### Travail demandé
1 > Dressez la liste de toutes les personnes qui prennent la parole dans l'extrait du débat sur l'audiovisuel public.
2 > Reprenez le débat sur l'audiovisuel public après sa dernière phrase et poursuivez-le.

### Texte fourni
Mme Monique de Marco. Imaginez un instant que, par un rebondissement historique, des personnalités de sensibilité écologiste prennent le pouvoir dans les groupes audiovisuels privés,…
M. Laurent Lafon, président de la commission de la culture. C'est déjà le cas ! (Sourires.)
Mme Monique de Marco. … que ces dirigeants et dirigeantes partagent des dîners avec Marine Tondelier, devenue cheffe de l'État.
Imaginez que, dans le même temps, l'audiovisuel public soit devenu le bastion de la pensée conservatrice. Imaginez que Pascal Praud soit devenu le directeur des antennes de France Inter ! (Rires.)
Mme Laurence Rossignol. Ils adoreraient !
Mme Monique de Marco. Dans de telles circonstances, voteriez-vous un texte qui concentre dans les mains d'une seule personne les moyens de l'ensemble de l'audiovisuel public, ce texte qui accélère aussi, dans sa seconde partie, des opérations de concentration médiatique dans le privé ? En d'autres termes, cette proposition de loi est-elle autre chose qu'un texte de circonstance ?

[Quelques lignes]
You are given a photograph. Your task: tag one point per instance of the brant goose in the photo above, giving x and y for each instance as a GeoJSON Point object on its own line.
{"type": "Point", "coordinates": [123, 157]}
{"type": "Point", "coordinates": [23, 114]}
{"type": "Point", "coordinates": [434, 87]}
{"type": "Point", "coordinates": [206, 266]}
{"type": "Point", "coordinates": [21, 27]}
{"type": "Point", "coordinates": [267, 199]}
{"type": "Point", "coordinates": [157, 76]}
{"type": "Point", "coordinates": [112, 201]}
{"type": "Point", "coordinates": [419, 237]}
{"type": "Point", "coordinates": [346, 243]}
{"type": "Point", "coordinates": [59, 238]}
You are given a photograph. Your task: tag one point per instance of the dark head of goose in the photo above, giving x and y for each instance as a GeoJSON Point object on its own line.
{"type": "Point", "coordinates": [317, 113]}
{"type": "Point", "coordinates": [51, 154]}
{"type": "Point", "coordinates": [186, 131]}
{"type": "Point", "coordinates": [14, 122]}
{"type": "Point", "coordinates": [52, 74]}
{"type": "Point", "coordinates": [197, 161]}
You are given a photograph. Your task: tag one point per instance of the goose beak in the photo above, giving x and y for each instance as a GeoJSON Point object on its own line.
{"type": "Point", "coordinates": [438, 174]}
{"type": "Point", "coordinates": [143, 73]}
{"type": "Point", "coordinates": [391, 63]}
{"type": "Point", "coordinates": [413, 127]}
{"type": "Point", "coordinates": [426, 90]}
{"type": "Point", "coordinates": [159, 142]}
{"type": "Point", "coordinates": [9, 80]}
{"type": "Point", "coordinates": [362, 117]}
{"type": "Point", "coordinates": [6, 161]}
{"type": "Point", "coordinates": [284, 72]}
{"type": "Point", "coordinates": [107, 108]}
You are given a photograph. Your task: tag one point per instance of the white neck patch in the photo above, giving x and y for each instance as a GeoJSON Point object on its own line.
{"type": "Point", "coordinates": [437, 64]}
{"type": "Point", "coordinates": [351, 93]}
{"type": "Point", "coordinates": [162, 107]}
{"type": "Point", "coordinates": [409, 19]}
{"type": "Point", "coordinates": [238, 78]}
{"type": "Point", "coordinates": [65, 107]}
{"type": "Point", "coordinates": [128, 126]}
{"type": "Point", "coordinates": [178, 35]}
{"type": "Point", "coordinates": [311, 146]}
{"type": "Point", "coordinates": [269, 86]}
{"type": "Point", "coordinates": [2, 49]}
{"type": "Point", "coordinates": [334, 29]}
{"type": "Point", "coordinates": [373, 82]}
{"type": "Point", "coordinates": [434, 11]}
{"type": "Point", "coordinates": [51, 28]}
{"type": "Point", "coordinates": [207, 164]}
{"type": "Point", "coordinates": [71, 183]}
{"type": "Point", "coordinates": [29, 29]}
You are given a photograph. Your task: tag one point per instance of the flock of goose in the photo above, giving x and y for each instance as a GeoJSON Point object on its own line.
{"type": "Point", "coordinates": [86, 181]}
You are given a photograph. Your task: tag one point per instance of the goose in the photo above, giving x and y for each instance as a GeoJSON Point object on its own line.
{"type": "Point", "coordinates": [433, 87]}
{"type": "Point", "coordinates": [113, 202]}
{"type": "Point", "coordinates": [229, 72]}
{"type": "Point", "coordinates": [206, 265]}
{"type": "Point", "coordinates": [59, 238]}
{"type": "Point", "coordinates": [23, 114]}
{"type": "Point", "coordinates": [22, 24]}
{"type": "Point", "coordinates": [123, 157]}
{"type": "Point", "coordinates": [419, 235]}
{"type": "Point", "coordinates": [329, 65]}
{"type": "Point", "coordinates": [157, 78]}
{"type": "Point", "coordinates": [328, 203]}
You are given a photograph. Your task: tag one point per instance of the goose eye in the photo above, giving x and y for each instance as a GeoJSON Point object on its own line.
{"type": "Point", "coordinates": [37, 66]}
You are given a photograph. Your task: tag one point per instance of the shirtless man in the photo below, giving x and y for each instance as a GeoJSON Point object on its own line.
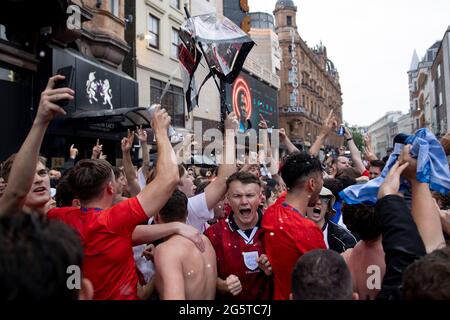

### Réponses attendues
1 >
- Mme Monique de Marco
- M. Laurent Lafon, président de la commission de la culture
- Mme Laurence Rossignol

2 >
Les clés de l'indépendance de l'audiovisuel public reposent sur deux piliers : l'indépendance politique, par une gouvernance plurielle, et l'indépendance financière, par un financement autonome stable à la hauteur des besoins. Nous n'avons ni l'un ni l'autre. (Applaudissements sur les travées du groupe GEST. – M. Pierre Ouzoulias et Mme Laurence Rossignol applaudissent également.)
M. le président. La parole est à Mme Sylvie Robert. (Applaudissements sur les travées du groupe SER. – M. Pierre Ouzoulias applaudit également.)
Mme Sylvie Robert. Monsieur le président, madame la ministre, mes chers collègues, renforcement des moyens de l'audiovisuel public, aggiornamento de son modèle économique, place de l'audiovisuel public dans la lutte contre la désinformation et les ingérences étrangères – fléau informationnel du XXIe siècle –, distribution et diffusion à l'ère des plateformes – un sujet fondamental, comme en témoigne le récent accord entre France Télévisions et Prime Video –, révolution du podcast, nouveaux usages de la radio, rôle moteur de l'audiovisuel public en matière de pluralisme dans une société chaque jour plus polarisée, mission de service public toujours plus indispensable dans un paysage médiatique en pleine mutation : autant de questions cruciales que cette réforme élude totalement, alors qu'elles sont au cœur de toute ambition pour l'audiovisuel public.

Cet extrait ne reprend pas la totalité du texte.